[Page extract start]

File

The File connector is a generic connector that can be used to bulk-create datasources with corresponding metadata using a CSV, JSON, or XSD file. Use this connector when direct datasource network connectivity is not an option, or to quickly onboard exported schema snapshots.

The file can either be manually uploaded or referred to using a URL (if it is hosted and accessible over HTTP).

CSV

The connector accepts a UTF-8 encoded delimited text file using either comma (,) or semicolon (;) as the delimiter; choose one delimiter and use it consistently throughout the file. Note that fields that include the delimiter must be enclosed in double quotes.

The first row must be a header row, where the values represent the field names specified in the Custom Import Query and Custom Relationship Import Query. In addition, there is a column parent_field_path that accepts the full hierarchical field path within the same dataset, e.g. <field_name_1>::<field_name_2>. Any additional columns will be ignored.

JSON

The connector accepts a JSON file using the same schema as a system export returned by the Katalogue REST API.

That is, the JSON file should describe a system with a list of associated datasources. The JSON file must have at least one datasource.

// REST API system export (`/api/system/export/<system_id>`)
// System declaration
{
  "system_id": "...",
  "datasources": [] // required
}

Datasources

Each datasource is processed for its name (required), description (optional), and associated dataset groups (required).

// Datasource declaration
{
  "datasource_id": "...",
  "datasource_name": "...", // required
  "datasource_description": "...", // optional
  "dataset_groups": [] // required
}

Dataset Groups

Each dataset group is described by a name (required), description (optional), and associated datasets (required).

// Dataset group declaration
{
  "dataset_group_id": "...",
  "dataset_group_name": "...", // required
  "dataset_group_description": "...", // optional
  "datasets": [] // required
}

Datasets

Each dataset is described by a name (required), description (optional), type (optional), and associated fields.

// Dataset declaration
{
  "dataset_id": "...",
  "dataset_name": "...", // required
  "dataset_type_name": "...", // defaults to `table`
  "dataset_description": "...", // optional
  "fields": [] // required
}

Fields

Each field within a dataset is described by its name, type, and optional metadata.

// Field declaration
{
  "field_id": 1,                      // optional — used as a stable reference for parent_field_id and relationships
  "parent_field_id": null,            // optional — field_id of the parent field (for nested/hierarchical fields)

[Page extract end]
[Rows start]

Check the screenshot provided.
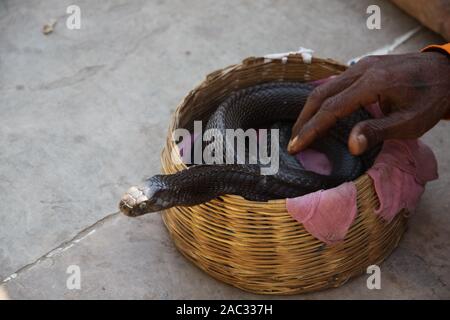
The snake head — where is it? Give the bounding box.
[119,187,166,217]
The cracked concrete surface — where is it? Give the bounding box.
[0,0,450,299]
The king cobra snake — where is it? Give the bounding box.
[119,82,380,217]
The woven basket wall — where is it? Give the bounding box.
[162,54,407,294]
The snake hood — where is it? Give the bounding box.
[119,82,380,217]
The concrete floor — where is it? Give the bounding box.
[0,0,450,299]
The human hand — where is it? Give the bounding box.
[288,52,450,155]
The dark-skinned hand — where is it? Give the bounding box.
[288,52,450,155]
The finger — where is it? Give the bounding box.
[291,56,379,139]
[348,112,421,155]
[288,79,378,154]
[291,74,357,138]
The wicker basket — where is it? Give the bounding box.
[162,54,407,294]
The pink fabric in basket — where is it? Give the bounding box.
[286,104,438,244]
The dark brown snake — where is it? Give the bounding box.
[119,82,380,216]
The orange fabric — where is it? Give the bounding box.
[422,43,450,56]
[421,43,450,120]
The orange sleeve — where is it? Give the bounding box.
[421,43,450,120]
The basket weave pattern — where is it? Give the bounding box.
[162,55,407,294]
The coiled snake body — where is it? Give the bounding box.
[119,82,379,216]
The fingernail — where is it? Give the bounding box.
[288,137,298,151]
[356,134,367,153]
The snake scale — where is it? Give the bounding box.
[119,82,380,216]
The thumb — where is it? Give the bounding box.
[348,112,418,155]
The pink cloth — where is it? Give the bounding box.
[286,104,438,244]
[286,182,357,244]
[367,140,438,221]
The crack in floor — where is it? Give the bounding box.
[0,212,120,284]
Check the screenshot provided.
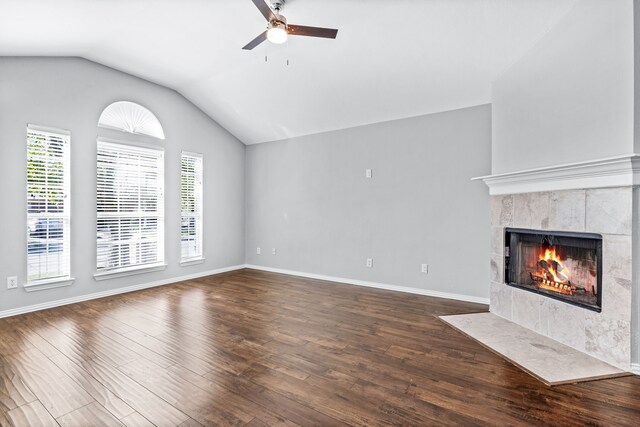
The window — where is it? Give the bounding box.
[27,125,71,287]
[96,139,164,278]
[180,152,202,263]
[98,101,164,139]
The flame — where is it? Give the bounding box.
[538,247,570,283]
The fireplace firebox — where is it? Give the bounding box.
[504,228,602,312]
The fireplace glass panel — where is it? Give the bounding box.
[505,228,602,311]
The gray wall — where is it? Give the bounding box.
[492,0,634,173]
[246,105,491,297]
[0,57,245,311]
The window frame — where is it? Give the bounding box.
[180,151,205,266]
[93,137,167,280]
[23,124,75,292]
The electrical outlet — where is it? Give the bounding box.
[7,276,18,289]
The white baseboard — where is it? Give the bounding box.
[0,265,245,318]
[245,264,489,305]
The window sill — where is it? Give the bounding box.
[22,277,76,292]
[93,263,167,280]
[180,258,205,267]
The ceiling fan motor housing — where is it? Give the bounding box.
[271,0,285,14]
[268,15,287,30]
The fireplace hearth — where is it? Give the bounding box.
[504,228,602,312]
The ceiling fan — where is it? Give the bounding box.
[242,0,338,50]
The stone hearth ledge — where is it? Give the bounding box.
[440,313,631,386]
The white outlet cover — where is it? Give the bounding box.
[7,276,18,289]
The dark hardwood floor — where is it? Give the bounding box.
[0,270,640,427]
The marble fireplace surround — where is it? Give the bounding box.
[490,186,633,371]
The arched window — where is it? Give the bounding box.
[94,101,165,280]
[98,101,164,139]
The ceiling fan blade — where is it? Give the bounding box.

[Rows end]
[Rows start]

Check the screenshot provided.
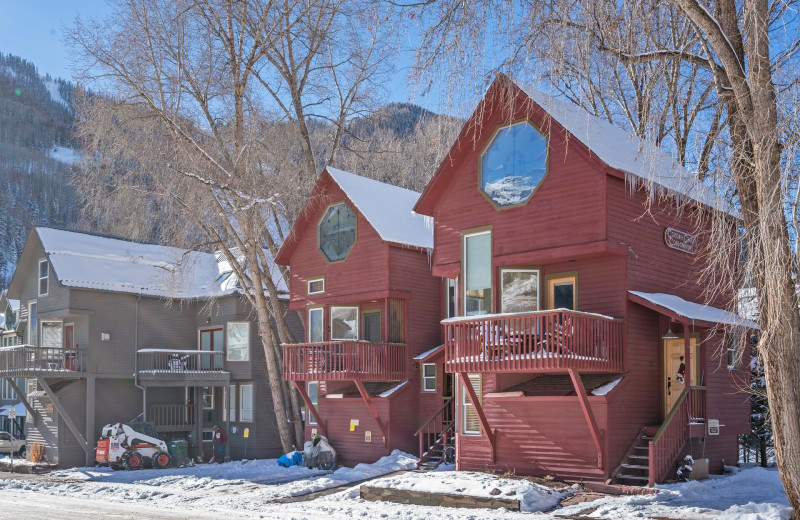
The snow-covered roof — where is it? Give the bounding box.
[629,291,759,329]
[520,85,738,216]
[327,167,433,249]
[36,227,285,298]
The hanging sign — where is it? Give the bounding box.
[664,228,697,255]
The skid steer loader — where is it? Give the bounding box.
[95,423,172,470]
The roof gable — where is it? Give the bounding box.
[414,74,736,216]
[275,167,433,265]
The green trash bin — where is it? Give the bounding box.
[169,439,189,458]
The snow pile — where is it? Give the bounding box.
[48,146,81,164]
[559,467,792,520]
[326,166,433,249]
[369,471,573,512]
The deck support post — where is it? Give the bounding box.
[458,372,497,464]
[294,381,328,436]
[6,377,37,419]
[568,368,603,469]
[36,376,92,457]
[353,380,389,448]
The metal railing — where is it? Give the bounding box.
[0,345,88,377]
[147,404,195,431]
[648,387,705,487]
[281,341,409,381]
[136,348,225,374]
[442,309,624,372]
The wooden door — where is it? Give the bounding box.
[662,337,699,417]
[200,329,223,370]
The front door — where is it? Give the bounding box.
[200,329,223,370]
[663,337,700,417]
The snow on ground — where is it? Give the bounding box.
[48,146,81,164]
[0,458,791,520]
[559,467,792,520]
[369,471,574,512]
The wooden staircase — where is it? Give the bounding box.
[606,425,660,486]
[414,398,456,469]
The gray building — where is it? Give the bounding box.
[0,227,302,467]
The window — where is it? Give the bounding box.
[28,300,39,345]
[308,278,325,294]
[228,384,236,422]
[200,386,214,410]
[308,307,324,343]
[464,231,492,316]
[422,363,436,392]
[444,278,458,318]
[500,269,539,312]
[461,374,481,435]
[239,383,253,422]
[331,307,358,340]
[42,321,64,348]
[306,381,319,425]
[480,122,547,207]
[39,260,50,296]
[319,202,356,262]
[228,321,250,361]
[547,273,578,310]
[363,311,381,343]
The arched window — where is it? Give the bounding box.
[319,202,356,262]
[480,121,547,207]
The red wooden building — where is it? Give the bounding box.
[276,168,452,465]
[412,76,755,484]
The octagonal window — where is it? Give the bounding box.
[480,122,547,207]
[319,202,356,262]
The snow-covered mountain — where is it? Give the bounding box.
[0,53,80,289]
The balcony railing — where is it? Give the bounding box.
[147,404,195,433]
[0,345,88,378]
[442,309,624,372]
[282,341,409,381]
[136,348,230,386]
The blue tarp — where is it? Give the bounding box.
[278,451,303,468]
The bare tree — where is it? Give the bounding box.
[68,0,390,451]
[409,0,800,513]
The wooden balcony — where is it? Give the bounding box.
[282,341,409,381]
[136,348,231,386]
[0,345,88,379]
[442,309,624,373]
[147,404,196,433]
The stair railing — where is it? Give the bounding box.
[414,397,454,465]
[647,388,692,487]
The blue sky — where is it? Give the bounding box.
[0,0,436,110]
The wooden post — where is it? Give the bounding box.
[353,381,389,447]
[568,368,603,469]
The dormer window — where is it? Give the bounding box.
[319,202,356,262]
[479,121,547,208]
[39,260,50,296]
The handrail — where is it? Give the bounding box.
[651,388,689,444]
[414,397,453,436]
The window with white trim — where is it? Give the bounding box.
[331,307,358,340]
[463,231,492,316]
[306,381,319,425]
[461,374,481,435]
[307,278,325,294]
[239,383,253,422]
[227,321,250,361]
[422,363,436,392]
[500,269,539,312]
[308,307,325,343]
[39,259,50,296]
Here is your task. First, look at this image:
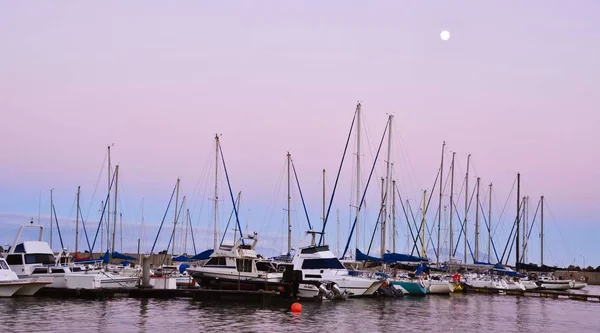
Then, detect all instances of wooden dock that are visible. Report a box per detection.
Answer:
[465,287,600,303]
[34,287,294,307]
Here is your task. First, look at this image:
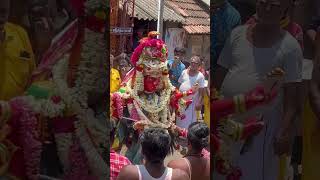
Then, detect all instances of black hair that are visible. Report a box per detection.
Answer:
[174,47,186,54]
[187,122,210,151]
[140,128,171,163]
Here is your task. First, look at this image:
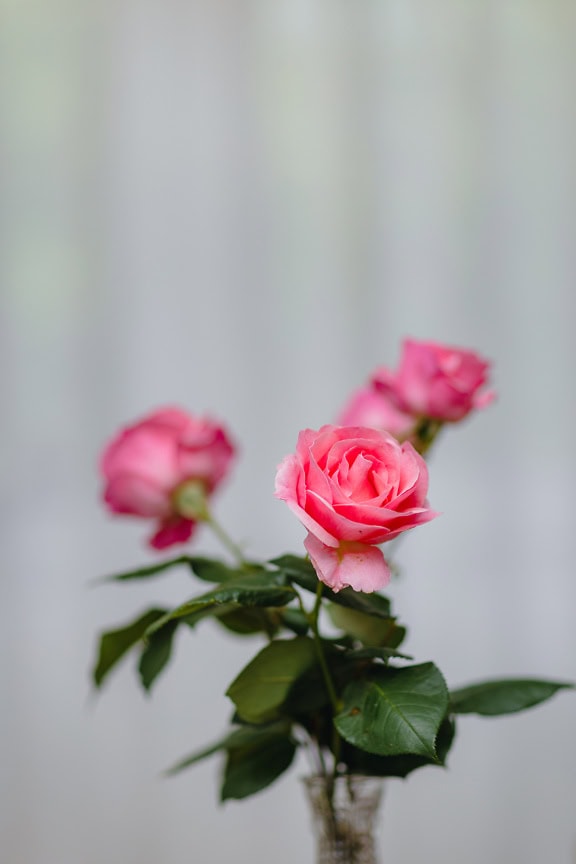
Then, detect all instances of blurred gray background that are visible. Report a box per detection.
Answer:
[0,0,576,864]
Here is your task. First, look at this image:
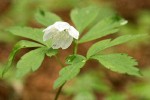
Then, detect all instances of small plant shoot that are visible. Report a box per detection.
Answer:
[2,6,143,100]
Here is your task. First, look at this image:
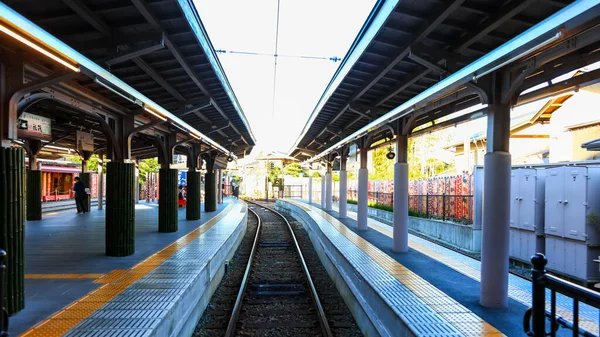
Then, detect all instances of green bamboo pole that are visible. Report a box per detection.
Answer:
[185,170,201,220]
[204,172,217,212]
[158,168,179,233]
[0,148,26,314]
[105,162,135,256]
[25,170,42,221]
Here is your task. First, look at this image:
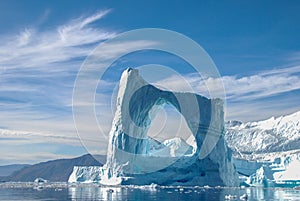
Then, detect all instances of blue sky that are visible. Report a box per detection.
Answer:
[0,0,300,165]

[Rows end]

Tasks ::
A - According to the File connector page, which two characters may serve as the delimiter in a CSV file?
B - Carry on the File connector page from the point where it stops.

Responses for each task ::
A - Comma (,) or semicolon (;).

B -
  "field_name": "...",                // required
  "field_source_description": "...",  // optional
  "field_datatype": "...",            // optional
  "field_datatype_length": null,      // optional
  "field_datatype_precision": null,   // optional
  "field_datatype_scale": null,       // optional
  "field_is_primary_key": false,      // optional
  "field_is_nullable": true,          // optional
  "field_default_value": null,        // optional
  "field_ordinal_position": null,     // optional
  "field_to_relationships": []        // optional — see below
}

Nested fields

Fields can be nested by setting parent_field_id to the field_id of another field in the same file. The matching happens after all fields from the import have been written to the database, so the parent does not need to pre-exist — it just needs to be present in the same import file.

field_id can be any unique string or integer within the file; it does not need to be a database ID.

Relationships

field_to_relationships is an array of outgoing field-level relationships from this field to fields in other datasets. Each entry must identify the target fully:

{
  "to_datasource_name": "...",       // required
  "to_dataset_group_name": "...",    // required
  "to_dataset_name": "...",          // required
  "to_field_name": "...",            // required
  "relationship_name": "...",        // optional — auto-generated if omitted
  "relationship_ordinal_position": 1 // optional — defaults to 1
}

XSD (experimental)

The connector accepts a standard XML Schema Definition (XSD) file and imports it as a single dataset. Unlike CSV and JSON, the XSD format is not Katalogue-specific — any well-formed XSD can be used as-is.

Connection Configuration

Because an XSD file describes a single dataset, the datasource and dataset group it belongs to must be specified explicitly in the connection form:

Connection field	Purpose
File Type	Set to `XSD`
Import File URL	URL or local path to the XSD file. Also used as the dataset name.
Datasource Name	Name of the datasource the dataset will be placed under.
Dataset Group Name	Name of the dataset group the dataset will be placed under.

How Fields Are Extracted

The parser traverses the XSD element tree recursively and produces one Katalogue field for each xs:element and xs:attribute it encounters. Nested elements produce a hierarchy: a child element b inside a parent element a appears with field_name = b and its parent field path set to a. Attributes are included with an @ prefix (e.g. @id).

The following XSD constructs are supported and expanded inline:

xs:sequence, xs:all, xs:choice
xs:group and xs:attributeGroup (resolved by reference)
Named and inline xs:complexType and xs:simpleType
xs:complexContent and xs:simpleContent with xs:extension and xs:restriction
Circular type references are detected and skipped

Nullability

A field is marked nullable when its minOccurs attribute is "0". Fields without a minOccurs attribute are treated as non-nullable.

Field Descriptions

Descriptions are extracted from xs:annotation/xs:documentation elements. As a convenience, XML comments () placed on the line immediately before an xs:element, xs:complexType, xs:simpleType, or xs:attribute tag are automatically treated as documentation.

If the field’s type is a xs:simpleType with enumerated values, those values are appended to the description: Enums: val1, val2, val3.

<!-- This comment becomes the field description -->
<xs:element name="status" type="StatusType"/>

<xs:simpleType name="StatusType">
  <xs:restriction base="xs:string">
    <xs:enumeration value="active"/>
    <xs:enumeration value="inactive"/>
  </xs:restriction>
</xs:simpleType>
<!-- Result: field_description = "This comment becomes the field description Enums: active, inactive" -->

Limitations

One XSD file imports exactly one dataset. To import multiple datasets, create one connection per XSD file.
Relationships are not extracted from XSD files.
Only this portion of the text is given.